• Text block:

Panorama of San Bernardino

Thursday, August 3, 2017

Writing life

I've been working on my memoir for more than ten years. I started writing again in my thirties, while working as a big law lawyer in Houston, Texas. Law school had sucked creativity out of me. They taught me to write in legal form. But, in the process, USC Law failed to remind that you can always be creative.

Depression and late nights as a big firm litigator brought my creativity back. Always a better writer when sad rather than happy, I would stare out my high rise window and poems would come pouring out of me. I would collect them on poets.com and read them, wondering what the hell I was doing with my life.

Life had went a place I never expected. For the first time in my life, I had plenty of money. Yet, I was desperately unhappy. I was all by myself in Texas. Yes, I had friends. Making friends had never been a problem for me. But, my boyfriend of ten years (who later became my husband) had stayed behind in Southern California to finish his last semester at Cal Poly and apply to dental school. And, my crazy dysfunctional family was now thousands of miles away. I missed them.

In my apartment, I had little furniture except Leopold Bloom, a black cat I had named after the protagonist in James Joyce's Ulysses, and my books.

The poems I wrote out there in Texas started out a bit melodramatic with echos of Dickinson and Plath, my poetic heroines. Eventually, I turned to prose and memoir.

• Exercise instructions:
(a) In the blog post about writing life, what name did the writer give the black cat?
(b) Go on with the blog post about writing life, starting right after its last sentence.

• Records taken from a collection:
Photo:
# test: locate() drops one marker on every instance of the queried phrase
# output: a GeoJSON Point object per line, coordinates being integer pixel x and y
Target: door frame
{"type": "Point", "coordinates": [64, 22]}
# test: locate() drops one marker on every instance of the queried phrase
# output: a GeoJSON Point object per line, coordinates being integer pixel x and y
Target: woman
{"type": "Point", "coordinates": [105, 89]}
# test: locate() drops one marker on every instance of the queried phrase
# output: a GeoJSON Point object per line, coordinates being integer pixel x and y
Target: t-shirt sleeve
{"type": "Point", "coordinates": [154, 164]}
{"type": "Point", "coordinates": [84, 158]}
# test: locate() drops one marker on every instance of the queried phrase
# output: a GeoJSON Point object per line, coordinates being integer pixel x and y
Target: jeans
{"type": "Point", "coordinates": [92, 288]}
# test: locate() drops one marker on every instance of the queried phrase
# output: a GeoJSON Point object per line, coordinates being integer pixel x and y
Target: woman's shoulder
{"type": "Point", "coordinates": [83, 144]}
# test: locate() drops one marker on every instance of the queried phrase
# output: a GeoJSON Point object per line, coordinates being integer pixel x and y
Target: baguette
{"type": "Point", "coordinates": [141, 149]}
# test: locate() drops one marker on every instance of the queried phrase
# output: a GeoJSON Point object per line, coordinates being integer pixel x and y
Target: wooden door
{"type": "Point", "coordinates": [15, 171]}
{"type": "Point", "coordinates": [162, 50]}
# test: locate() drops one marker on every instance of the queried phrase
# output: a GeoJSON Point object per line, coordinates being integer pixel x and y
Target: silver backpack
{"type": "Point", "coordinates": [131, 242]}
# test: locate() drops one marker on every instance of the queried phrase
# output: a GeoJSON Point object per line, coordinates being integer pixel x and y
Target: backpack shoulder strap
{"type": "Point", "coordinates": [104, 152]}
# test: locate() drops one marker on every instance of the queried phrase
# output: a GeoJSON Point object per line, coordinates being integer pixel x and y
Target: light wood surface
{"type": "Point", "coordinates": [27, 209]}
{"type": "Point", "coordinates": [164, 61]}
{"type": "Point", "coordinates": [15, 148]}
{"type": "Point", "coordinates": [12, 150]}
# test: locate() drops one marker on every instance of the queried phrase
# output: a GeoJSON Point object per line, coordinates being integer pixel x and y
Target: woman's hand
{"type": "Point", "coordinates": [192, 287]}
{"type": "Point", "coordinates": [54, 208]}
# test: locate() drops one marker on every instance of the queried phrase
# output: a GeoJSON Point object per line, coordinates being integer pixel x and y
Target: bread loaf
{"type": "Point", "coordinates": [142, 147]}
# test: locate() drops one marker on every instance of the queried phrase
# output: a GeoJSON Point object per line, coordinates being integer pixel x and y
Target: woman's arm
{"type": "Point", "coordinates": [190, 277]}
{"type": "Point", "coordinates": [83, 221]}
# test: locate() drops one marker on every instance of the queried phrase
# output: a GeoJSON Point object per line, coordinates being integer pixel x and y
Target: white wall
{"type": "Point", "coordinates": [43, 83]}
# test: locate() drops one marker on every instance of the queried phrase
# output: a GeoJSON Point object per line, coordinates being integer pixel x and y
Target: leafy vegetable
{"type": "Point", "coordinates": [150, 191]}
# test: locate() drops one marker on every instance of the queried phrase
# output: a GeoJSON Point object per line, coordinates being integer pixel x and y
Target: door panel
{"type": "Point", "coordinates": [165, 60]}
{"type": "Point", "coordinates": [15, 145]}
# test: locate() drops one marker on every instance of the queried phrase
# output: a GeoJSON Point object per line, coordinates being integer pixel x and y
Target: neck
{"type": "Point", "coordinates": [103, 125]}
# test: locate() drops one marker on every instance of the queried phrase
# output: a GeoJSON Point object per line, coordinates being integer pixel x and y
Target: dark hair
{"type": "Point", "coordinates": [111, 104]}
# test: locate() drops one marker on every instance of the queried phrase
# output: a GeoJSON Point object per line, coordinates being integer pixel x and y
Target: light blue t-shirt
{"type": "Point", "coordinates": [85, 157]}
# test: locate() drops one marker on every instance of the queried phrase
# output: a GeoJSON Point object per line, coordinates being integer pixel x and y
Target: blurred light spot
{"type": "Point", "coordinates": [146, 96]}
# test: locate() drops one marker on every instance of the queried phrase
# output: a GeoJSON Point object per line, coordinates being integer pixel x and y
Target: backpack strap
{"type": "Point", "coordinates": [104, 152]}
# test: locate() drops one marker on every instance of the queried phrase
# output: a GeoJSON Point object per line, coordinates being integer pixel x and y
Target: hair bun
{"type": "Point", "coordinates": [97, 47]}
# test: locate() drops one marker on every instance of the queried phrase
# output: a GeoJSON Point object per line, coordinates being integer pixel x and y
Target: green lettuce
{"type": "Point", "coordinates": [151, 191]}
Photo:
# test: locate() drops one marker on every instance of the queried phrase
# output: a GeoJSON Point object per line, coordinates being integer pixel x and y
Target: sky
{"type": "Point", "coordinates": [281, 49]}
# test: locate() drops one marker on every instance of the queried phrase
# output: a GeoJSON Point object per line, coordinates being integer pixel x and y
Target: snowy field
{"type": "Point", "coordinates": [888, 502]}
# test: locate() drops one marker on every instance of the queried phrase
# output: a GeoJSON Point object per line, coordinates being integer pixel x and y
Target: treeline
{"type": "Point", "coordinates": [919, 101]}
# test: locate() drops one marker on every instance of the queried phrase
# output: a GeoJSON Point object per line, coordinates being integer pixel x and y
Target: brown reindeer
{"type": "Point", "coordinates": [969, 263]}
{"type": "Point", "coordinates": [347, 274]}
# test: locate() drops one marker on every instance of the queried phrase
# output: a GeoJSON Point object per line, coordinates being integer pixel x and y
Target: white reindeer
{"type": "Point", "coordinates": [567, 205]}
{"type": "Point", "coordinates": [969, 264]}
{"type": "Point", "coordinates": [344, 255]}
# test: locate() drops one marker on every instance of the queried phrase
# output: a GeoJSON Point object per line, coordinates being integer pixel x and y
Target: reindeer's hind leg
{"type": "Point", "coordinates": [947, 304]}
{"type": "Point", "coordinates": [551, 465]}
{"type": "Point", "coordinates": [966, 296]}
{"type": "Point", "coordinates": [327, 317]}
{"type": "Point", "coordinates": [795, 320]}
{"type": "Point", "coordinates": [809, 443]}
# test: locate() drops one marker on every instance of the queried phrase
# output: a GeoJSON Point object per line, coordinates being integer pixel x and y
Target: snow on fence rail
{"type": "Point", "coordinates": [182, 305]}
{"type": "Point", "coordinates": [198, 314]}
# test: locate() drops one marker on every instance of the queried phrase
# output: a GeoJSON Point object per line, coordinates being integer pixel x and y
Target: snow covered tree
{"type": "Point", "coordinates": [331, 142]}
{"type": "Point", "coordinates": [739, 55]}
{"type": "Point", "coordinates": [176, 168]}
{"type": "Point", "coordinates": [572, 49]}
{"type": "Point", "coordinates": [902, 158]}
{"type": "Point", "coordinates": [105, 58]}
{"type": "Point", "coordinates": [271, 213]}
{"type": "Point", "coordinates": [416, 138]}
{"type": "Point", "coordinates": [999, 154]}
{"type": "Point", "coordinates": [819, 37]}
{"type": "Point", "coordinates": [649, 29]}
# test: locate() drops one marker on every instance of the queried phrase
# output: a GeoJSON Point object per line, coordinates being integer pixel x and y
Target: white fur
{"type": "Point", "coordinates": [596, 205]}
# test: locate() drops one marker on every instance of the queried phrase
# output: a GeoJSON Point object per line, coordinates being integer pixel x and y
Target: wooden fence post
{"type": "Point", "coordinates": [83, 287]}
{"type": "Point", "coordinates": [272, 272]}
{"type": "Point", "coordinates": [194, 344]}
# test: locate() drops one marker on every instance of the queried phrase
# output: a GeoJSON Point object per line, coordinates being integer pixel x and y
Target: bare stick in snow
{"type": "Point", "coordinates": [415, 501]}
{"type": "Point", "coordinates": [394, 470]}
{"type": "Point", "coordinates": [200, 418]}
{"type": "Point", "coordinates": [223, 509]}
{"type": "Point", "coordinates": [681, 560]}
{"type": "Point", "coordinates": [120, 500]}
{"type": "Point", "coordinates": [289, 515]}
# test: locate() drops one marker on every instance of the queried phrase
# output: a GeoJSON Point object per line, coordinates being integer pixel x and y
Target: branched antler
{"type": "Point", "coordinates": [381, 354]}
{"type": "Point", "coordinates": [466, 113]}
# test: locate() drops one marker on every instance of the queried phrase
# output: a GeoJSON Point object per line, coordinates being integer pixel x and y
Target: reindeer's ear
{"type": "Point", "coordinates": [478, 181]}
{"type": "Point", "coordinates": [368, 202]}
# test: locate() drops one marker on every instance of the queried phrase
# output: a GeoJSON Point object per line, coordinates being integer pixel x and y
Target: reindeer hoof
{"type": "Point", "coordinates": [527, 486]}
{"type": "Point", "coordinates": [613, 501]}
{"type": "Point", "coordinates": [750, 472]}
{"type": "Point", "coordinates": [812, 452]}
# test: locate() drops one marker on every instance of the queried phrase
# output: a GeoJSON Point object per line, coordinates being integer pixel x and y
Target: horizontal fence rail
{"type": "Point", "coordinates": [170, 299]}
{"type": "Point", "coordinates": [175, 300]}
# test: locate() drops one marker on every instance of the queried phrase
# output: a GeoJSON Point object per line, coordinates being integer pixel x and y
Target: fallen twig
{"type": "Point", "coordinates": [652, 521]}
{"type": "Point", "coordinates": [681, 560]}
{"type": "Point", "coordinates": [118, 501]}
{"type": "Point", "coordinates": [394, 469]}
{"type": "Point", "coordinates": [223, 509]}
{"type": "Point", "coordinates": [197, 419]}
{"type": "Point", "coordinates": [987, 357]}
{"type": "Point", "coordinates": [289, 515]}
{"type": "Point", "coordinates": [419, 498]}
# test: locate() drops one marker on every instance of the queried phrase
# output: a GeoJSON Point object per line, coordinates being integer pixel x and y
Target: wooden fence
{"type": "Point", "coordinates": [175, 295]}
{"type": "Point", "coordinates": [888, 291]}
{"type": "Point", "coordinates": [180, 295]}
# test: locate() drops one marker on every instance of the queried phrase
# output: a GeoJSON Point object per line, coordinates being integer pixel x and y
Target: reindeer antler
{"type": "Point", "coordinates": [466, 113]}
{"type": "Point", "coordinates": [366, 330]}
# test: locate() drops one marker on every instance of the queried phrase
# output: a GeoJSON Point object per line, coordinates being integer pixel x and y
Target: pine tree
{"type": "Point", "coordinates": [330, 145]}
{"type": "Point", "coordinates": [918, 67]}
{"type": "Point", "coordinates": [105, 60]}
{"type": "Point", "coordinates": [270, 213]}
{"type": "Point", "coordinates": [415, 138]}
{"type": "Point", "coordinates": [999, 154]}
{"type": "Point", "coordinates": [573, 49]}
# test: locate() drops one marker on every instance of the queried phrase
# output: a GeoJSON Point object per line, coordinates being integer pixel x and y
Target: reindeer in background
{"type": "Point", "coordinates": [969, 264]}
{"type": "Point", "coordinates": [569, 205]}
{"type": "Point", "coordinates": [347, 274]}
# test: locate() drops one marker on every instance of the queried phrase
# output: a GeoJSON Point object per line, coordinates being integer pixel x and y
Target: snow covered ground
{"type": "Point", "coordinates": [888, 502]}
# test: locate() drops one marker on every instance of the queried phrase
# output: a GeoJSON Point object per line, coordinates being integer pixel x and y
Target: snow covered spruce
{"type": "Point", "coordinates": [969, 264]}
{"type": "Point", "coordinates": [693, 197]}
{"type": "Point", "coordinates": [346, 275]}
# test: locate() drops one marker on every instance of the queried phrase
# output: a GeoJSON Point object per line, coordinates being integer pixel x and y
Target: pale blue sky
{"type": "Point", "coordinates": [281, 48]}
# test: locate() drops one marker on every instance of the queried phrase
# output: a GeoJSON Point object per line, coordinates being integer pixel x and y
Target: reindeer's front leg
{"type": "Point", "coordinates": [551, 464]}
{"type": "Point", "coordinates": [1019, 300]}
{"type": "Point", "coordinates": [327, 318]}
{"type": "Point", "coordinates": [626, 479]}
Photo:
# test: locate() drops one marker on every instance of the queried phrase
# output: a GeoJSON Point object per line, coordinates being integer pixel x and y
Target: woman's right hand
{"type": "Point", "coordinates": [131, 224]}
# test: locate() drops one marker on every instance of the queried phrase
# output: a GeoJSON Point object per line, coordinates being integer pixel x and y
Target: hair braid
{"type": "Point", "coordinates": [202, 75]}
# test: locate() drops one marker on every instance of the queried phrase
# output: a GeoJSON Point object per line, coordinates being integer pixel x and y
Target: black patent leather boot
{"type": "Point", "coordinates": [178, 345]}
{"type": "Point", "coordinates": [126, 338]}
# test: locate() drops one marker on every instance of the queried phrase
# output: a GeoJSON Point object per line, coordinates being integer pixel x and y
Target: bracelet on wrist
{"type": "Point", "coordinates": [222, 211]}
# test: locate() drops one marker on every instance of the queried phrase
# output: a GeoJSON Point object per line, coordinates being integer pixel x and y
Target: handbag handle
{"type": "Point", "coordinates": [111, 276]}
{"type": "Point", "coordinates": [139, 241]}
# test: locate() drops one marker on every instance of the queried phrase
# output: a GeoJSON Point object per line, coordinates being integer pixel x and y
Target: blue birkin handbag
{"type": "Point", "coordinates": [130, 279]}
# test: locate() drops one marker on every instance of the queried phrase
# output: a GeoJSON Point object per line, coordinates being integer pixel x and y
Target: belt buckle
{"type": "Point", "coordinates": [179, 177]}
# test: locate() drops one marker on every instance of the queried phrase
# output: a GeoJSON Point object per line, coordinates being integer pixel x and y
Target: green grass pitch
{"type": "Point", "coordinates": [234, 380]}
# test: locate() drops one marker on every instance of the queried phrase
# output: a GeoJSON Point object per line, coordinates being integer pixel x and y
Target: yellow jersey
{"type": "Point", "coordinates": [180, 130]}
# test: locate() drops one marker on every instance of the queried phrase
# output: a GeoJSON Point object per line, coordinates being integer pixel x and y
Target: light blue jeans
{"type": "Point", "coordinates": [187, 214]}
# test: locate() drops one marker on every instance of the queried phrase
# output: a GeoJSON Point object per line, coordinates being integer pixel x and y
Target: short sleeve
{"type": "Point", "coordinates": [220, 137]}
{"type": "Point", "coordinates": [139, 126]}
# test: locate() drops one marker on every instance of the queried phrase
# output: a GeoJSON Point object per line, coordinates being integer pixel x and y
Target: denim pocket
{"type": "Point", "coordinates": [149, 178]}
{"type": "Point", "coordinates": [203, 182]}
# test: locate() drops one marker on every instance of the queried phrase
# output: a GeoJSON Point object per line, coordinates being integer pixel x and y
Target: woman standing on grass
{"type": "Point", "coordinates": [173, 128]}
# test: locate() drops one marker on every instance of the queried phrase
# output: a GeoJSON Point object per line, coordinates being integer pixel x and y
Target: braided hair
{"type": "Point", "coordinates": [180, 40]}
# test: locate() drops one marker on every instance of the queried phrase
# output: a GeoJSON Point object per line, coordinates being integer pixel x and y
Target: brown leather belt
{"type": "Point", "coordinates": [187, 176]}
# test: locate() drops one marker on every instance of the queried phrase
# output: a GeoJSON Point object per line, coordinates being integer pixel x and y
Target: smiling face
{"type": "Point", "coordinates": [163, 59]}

• Responses by item number:
(a) Leopold Bloom

(b)
Those first poems paved a path for me, however, to rediscover myself. And years later, while in San Francisco with my boyfriend turned fiancé who was attending dental school at UCSF, my dad died suddenly three weeks after Christmas and his pancreatic cancer diagnosis.

His death forever changed me. Within a couple of years, I would change jobs to become a deputy public defender and be attending writing workshops at VONA at USF and UC Berkeley. The stories, many of which comprise the opening chapters of my memoir, would come pouring out like water that had long been bottled up. All those memories turned into stories. Stories I am proud of.

The problem with memoir is that you must pick an end point. And now, that is where I stand, looking at it all with a furrowed brow. In some ways, I am no longer the burgeoning writer who wrote those first stories, but in other ways I am. Maybe, after the last ten years and my struggles with fertility and anxiety, I don't know who I am anymore.

Ultimately, I may just have to find myself to finish this damn book.